Ваша задача:
Укажите, в скольких строках ниже встречается слово «with». В ответе должно быть только число.

Строки из источника данных:

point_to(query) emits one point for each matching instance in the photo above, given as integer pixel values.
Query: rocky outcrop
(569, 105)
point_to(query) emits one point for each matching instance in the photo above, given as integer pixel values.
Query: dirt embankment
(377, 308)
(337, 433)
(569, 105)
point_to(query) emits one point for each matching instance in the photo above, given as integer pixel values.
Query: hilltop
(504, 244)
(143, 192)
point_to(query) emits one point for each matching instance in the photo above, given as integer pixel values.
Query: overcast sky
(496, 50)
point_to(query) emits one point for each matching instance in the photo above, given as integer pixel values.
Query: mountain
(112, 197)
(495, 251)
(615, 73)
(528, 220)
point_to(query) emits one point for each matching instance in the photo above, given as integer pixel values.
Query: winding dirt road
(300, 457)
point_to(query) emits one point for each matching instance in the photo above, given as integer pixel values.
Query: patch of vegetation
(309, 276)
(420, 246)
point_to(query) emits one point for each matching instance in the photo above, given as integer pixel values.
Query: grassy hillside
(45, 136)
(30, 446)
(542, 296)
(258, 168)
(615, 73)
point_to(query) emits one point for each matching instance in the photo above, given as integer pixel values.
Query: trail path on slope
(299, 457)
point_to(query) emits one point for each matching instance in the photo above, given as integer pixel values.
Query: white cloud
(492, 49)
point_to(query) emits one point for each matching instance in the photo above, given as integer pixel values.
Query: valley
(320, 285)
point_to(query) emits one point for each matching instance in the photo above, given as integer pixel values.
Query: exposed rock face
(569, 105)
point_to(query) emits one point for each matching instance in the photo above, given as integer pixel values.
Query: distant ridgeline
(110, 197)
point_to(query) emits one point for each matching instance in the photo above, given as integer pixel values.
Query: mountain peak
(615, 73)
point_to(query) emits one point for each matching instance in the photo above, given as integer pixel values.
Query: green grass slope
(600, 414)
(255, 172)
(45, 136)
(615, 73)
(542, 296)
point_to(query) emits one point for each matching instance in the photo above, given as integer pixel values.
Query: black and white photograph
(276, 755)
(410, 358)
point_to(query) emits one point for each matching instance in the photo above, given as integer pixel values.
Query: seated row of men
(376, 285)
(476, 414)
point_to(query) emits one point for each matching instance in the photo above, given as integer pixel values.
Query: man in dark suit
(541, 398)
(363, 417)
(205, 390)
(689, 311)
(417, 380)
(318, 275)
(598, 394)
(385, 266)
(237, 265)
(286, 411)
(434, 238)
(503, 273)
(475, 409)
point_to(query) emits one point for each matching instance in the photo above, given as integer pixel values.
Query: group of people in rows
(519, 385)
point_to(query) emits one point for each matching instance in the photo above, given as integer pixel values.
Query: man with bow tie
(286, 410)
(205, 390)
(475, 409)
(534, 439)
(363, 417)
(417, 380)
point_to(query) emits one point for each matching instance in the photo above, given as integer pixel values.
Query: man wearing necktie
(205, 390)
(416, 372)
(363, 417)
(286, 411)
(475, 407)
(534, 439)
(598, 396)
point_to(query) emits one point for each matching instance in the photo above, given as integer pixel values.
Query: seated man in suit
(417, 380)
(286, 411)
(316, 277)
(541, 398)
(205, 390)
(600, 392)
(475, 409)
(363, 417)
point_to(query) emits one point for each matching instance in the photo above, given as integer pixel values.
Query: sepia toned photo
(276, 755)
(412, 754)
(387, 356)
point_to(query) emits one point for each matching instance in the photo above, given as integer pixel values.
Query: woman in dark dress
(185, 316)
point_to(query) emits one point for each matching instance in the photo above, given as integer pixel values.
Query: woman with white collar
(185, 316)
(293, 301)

Ответ на задание:
2